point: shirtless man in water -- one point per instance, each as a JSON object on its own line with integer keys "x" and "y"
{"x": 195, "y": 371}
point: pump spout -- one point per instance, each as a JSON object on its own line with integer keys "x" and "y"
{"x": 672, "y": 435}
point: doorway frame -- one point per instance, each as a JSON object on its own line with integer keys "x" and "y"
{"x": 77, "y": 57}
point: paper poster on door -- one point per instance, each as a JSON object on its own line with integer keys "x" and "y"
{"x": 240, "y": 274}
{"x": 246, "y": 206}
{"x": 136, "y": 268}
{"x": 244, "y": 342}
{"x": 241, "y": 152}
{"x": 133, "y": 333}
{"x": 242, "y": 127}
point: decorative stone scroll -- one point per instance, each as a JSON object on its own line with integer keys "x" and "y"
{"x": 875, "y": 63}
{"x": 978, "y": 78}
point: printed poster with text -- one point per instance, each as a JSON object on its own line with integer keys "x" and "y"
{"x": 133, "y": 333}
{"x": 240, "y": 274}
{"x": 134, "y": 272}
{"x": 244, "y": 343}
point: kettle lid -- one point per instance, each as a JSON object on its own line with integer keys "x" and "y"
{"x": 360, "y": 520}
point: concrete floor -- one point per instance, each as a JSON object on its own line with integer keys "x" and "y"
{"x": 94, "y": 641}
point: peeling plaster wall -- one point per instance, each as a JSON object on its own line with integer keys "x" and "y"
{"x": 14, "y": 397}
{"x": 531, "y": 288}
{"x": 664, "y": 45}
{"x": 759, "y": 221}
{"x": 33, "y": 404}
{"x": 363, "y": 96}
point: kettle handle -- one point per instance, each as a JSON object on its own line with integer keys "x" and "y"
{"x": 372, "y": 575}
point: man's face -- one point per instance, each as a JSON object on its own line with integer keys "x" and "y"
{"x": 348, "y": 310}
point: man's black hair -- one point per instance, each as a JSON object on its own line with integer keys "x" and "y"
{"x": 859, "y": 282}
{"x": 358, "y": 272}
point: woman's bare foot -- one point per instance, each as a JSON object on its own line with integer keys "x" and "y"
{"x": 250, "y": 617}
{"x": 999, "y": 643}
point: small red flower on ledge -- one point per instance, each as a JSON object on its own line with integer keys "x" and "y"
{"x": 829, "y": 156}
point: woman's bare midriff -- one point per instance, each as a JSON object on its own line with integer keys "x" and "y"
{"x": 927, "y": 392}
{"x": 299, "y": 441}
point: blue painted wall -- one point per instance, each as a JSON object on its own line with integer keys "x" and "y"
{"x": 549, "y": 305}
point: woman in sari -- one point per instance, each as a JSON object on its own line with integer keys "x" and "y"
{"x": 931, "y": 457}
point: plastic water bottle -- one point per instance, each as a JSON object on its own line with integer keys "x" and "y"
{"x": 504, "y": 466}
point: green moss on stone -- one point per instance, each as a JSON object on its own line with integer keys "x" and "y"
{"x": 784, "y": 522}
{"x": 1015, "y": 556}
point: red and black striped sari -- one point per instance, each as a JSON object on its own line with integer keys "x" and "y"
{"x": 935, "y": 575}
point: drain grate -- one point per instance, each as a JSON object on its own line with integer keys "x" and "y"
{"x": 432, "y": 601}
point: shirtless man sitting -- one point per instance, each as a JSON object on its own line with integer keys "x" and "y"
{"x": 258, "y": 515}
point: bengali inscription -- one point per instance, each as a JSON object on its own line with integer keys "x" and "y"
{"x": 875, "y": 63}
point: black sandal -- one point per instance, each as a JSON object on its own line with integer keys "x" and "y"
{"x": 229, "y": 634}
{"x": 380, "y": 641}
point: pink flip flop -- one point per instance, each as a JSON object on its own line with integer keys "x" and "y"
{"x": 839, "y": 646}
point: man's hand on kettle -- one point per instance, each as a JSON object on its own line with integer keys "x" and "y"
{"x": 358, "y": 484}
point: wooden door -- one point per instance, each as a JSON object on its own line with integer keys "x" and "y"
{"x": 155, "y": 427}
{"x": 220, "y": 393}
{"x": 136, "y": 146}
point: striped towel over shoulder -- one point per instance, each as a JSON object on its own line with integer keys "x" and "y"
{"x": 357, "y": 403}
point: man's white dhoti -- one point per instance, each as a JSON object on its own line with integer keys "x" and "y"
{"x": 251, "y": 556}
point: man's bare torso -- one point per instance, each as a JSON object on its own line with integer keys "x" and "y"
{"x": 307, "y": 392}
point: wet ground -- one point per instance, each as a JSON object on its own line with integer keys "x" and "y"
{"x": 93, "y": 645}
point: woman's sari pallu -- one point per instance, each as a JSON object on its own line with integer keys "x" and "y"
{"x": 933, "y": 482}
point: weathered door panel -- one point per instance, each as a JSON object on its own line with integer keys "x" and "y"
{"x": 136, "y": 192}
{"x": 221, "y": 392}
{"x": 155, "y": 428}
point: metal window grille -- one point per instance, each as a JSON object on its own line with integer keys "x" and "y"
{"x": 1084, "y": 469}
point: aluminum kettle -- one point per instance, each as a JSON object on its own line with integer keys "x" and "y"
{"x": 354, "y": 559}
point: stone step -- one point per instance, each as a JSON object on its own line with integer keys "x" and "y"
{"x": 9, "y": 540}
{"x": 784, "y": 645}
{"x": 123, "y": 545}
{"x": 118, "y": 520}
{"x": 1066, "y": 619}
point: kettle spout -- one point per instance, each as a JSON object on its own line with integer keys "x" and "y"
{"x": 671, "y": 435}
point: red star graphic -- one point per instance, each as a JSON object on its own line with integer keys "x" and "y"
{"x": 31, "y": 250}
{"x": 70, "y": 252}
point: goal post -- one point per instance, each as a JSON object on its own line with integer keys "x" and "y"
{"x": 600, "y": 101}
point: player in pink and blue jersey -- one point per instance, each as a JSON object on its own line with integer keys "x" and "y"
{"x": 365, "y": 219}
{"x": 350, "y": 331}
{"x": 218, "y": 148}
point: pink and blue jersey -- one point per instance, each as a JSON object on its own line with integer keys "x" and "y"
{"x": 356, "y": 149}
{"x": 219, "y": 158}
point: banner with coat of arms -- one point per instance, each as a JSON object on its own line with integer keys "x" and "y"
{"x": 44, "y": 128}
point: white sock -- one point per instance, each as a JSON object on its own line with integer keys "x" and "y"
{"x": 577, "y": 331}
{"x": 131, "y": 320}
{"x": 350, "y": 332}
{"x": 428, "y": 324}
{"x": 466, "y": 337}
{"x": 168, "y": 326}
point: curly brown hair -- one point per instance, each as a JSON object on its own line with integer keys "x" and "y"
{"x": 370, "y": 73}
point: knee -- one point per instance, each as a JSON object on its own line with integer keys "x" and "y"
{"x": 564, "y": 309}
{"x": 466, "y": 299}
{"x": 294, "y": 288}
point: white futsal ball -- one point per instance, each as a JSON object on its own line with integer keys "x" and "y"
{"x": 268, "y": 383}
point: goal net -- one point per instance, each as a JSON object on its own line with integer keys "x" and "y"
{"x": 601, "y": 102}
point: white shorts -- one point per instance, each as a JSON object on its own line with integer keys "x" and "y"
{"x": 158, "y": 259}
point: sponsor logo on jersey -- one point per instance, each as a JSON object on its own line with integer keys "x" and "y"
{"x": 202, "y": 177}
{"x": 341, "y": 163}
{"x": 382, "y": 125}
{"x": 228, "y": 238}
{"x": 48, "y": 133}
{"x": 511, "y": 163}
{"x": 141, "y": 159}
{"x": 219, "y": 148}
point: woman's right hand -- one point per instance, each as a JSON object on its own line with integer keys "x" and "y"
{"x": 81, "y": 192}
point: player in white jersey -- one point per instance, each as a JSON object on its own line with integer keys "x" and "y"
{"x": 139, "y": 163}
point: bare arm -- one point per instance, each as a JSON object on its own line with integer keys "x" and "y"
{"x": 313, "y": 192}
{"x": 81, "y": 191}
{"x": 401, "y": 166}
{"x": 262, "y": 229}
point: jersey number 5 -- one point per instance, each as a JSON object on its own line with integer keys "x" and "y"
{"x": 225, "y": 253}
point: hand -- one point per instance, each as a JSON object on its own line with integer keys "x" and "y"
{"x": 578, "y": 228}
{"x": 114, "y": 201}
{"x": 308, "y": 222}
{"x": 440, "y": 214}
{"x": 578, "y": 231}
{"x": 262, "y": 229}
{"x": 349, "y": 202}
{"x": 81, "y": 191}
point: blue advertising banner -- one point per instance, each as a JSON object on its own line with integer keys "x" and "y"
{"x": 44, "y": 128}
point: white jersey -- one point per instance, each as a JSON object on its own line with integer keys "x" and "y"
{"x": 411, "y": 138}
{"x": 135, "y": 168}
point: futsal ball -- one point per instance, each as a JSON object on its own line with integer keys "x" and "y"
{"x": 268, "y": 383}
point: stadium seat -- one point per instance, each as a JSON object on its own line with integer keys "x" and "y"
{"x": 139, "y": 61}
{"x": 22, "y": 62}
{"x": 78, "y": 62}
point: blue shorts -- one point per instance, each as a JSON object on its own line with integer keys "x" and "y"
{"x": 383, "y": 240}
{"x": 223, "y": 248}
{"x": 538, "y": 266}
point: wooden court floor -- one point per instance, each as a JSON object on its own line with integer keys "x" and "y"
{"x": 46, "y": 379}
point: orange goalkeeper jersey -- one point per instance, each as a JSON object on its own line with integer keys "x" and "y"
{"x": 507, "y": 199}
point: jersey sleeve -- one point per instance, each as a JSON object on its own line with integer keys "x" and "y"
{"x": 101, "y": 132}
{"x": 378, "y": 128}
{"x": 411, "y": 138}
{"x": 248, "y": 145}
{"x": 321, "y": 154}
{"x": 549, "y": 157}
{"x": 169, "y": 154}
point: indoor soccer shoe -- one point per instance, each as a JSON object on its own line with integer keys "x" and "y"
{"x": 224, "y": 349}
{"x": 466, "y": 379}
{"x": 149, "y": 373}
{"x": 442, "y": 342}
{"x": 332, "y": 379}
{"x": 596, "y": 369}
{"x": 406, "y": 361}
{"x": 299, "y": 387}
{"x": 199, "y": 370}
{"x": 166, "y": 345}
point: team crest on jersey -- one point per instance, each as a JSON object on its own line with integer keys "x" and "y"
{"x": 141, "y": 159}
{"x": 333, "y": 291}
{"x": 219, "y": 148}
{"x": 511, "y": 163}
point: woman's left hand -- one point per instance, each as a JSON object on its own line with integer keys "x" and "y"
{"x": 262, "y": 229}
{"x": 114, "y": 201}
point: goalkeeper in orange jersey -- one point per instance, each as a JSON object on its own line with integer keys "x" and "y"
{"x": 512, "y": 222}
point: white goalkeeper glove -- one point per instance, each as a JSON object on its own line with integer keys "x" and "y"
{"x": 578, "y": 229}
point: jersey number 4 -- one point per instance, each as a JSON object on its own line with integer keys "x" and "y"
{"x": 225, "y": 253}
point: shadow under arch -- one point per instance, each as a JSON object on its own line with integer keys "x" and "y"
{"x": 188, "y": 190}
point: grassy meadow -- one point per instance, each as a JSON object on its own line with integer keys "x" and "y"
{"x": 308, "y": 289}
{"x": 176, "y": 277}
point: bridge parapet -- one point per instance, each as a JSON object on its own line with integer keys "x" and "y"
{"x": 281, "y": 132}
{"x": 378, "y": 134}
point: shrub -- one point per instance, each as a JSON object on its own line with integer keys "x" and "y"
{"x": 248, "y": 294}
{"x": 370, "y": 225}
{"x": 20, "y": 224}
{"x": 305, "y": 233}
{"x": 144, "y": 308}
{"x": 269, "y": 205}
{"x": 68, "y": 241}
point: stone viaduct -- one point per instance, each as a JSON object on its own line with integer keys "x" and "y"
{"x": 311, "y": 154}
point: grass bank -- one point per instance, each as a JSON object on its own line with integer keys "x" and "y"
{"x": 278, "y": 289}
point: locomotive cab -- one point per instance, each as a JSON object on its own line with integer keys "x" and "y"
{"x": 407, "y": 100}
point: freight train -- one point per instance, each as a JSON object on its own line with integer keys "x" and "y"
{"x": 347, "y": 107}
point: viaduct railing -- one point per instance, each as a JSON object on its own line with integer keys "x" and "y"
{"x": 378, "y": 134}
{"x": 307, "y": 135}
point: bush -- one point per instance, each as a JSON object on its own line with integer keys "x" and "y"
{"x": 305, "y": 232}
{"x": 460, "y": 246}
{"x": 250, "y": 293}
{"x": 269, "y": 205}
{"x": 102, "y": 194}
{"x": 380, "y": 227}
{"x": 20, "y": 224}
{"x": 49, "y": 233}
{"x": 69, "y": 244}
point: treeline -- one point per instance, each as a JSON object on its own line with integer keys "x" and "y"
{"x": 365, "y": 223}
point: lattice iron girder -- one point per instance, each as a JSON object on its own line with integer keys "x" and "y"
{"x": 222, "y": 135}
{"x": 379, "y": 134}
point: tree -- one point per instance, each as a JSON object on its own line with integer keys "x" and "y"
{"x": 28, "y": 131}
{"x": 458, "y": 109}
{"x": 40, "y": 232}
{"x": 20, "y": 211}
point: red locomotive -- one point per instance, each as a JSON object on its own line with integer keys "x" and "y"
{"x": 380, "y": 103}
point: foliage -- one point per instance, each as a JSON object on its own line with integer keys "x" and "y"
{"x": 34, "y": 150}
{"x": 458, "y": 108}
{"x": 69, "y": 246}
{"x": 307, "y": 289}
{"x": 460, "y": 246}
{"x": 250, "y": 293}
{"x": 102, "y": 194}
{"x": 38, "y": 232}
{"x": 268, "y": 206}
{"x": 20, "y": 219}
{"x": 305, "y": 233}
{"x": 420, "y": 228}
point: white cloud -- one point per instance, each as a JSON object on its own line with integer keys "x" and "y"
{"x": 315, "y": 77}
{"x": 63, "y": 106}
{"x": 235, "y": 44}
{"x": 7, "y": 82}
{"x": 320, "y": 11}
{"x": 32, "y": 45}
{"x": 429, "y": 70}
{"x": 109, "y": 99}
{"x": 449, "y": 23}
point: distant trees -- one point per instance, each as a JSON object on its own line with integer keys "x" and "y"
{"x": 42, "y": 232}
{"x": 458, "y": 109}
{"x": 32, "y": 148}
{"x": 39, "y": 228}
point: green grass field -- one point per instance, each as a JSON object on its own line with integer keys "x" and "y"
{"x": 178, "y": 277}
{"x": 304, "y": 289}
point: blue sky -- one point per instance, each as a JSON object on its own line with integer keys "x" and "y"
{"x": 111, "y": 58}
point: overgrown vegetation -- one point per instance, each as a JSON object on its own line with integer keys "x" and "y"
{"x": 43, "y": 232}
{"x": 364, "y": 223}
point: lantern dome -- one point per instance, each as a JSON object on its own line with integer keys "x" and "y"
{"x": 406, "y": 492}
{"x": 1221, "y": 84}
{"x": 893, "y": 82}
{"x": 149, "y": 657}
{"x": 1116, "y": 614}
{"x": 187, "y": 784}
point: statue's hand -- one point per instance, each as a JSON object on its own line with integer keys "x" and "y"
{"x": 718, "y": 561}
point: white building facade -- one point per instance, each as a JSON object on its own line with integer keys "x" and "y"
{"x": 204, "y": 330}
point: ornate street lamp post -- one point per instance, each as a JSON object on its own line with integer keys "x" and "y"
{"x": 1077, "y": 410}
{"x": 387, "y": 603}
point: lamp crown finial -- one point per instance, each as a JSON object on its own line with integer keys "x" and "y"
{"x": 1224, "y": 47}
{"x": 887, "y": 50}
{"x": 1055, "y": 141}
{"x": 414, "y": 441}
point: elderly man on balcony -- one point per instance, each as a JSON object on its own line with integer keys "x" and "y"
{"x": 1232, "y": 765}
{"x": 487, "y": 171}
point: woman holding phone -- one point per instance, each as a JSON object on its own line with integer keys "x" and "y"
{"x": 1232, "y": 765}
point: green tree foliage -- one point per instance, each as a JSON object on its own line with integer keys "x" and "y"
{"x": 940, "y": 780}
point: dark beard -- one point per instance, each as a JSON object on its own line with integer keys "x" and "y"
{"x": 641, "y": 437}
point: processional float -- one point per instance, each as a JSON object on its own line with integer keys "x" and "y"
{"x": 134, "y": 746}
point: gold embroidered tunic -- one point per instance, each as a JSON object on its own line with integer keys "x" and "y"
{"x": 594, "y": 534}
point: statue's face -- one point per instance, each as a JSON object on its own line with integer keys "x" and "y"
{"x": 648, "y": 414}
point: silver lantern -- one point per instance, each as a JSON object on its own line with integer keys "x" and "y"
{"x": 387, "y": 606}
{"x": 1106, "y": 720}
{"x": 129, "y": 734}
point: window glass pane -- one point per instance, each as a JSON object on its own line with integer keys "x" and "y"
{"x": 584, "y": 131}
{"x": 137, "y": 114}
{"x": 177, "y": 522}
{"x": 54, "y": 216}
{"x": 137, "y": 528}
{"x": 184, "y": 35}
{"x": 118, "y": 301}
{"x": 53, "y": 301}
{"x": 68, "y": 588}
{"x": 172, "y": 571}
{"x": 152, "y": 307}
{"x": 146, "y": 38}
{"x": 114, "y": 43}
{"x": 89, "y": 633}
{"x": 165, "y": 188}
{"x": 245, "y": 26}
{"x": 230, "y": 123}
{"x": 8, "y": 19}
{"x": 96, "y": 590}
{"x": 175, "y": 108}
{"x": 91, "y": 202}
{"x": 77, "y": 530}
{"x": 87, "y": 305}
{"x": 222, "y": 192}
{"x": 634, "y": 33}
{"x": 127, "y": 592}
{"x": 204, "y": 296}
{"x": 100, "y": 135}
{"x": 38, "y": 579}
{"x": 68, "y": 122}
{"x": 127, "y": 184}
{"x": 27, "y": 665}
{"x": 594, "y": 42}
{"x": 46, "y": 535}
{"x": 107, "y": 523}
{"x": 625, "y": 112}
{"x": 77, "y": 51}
* * * * * * * * *
Assigned task
Set down exactly the lines beginning at the one that holds "point: window glass" and ending with the last line of the data.

The answer
point: window glass pane -- one point per instance, each as a JSON object on its own line with integer keys "x" and "y"
{"x": 584, "y": 131}
{"x": 137, "y": 114}
{"x": 177, "y": 522}
{"x": 54, "y": 216}
{"x": 137, "y": 528}
{"x": 184, "y": 35}
{"x": 118, "y": 301}
{"x": 53, "y": 301}
{"x": 68, "y": 588}
{"x": 172, "y": 571}
{"x": 152, "y": 307}
{"x": 146, "y": 38}
{"x": 114, "y": 43}
{"x": 89, "y": 633}
{"x": 165, "y": 188}
{"x": 245, "y": 26}
{"x": 230, "y": 123}
{"x": 8, "y": 19}
{"x": 96, "y": 590}
{"x": 175, "y": 108}
{"x": 91, "y": 202}
{"x": 77, "y": 530}
{"x": 87, "y": 305}
{"x": 222, "y": 192}
{"x": 634, "y": 33}
{"x": 127, "y": 592}
{"x": 204, "y": 296}
{"x": 100, "y": 135}
{"x": 38, "y": 579}
{"x": 68, "y": 122}
{"x": 127, "y": 184}
{"x": 27, "y": 665}
{"x": 594, "y": 42}
{"x": 46, "y": 535}
{"x": 107, "y": 523}
{"x": 625, "y": 112}
{"x": 77, "y": 51}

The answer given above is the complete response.